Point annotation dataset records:
BEGIN
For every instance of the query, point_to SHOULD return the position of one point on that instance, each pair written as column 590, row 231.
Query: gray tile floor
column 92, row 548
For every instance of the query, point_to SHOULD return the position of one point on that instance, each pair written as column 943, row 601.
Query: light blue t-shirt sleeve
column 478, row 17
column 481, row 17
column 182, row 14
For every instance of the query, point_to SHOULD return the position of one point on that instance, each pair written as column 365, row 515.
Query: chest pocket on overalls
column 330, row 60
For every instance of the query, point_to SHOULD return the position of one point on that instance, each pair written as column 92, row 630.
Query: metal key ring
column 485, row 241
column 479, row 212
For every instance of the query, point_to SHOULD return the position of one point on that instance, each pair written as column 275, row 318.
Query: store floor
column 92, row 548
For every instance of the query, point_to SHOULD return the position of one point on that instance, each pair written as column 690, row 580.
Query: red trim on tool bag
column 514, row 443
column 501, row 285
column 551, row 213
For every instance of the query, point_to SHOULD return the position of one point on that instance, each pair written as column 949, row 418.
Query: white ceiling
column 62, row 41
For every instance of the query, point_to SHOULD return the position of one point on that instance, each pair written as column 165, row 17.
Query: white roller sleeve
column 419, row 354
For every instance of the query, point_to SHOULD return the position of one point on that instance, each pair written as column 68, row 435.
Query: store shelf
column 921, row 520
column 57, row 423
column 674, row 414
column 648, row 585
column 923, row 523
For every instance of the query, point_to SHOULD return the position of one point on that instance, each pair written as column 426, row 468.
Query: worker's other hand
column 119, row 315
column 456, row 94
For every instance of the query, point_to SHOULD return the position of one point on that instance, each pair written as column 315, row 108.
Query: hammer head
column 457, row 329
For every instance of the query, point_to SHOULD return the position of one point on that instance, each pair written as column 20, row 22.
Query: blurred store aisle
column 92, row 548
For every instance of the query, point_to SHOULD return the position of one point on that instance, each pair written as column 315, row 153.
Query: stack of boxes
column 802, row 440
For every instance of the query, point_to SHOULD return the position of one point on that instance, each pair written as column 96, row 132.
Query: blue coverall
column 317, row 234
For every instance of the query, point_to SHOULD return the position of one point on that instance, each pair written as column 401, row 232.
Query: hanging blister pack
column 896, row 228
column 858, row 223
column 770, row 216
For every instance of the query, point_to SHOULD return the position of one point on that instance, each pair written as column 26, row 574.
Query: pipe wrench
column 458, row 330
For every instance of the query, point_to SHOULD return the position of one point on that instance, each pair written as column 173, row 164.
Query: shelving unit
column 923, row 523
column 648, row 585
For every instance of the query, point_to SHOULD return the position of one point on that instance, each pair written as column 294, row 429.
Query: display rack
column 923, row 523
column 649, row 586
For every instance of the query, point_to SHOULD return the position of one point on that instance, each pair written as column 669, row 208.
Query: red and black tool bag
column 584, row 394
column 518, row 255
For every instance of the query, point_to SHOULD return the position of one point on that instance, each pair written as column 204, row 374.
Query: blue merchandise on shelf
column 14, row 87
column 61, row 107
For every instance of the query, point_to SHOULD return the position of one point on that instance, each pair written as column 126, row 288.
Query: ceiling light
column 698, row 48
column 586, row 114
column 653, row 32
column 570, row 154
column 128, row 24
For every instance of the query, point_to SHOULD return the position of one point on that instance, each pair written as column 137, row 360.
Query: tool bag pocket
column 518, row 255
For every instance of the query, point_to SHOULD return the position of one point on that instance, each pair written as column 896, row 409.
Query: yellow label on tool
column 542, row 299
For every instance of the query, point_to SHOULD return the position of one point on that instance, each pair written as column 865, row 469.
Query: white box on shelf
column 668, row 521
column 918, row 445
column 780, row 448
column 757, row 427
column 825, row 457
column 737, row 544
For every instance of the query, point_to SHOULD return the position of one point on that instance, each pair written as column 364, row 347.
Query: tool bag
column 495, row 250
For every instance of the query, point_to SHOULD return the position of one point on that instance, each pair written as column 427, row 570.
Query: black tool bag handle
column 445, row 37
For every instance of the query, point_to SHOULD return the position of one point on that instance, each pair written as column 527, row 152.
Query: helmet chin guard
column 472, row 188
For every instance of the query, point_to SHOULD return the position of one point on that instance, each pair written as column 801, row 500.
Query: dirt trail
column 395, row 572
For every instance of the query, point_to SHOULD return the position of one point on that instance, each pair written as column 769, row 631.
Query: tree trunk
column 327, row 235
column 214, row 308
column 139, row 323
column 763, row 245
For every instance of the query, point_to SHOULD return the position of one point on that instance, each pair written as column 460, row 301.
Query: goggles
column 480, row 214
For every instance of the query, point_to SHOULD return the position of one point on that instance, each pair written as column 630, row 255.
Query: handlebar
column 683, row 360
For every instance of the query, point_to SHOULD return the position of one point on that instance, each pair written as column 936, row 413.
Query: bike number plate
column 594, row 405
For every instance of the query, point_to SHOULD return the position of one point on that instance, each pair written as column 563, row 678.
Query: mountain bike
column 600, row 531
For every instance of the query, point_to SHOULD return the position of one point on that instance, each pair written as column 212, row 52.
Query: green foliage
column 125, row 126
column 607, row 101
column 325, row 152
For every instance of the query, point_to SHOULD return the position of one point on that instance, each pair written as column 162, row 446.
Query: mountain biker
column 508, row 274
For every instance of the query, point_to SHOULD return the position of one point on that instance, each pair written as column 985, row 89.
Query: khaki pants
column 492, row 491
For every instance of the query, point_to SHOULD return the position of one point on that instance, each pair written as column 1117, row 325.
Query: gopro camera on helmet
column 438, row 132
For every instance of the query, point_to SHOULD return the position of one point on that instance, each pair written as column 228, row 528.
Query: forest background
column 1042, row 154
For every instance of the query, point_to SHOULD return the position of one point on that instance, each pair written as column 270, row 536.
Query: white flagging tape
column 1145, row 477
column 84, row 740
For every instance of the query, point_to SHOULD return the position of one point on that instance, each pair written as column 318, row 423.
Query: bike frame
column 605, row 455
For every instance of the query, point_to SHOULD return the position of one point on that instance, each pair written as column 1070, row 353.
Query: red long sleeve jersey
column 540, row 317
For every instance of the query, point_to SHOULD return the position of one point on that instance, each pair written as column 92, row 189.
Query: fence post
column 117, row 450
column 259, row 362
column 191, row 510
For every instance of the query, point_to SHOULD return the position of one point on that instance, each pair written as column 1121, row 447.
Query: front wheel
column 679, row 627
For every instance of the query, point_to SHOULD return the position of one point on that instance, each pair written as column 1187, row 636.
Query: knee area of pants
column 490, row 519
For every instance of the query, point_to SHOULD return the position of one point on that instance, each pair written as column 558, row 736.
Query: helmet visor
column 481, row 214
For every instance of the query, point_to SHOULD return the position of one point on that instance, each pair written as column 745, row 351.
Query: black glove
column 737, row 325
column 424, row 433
END
Reproduce the lines of the records above word for word, beginning with the line that contains "20, row 22." and ending with the line that contains "column 317, row 234". Include both of those lines.

Complete output:
For every instance of the query, point_to SHOULD return the position of one point on that instance, each pair written as column 20, row 22.
Query: blurred store aisle
column 92, row 548
For every instance of the query, point_to SHOULD return the position of one point on that instance, each pair written as column 315, row 153.
Query: stack of boxes
column 802, row 440
For every instance of the query, point_to SHOULD return the position of one point on that instance, each pair written as column 96, row 132.
Query: blue coverall
column 317, row 234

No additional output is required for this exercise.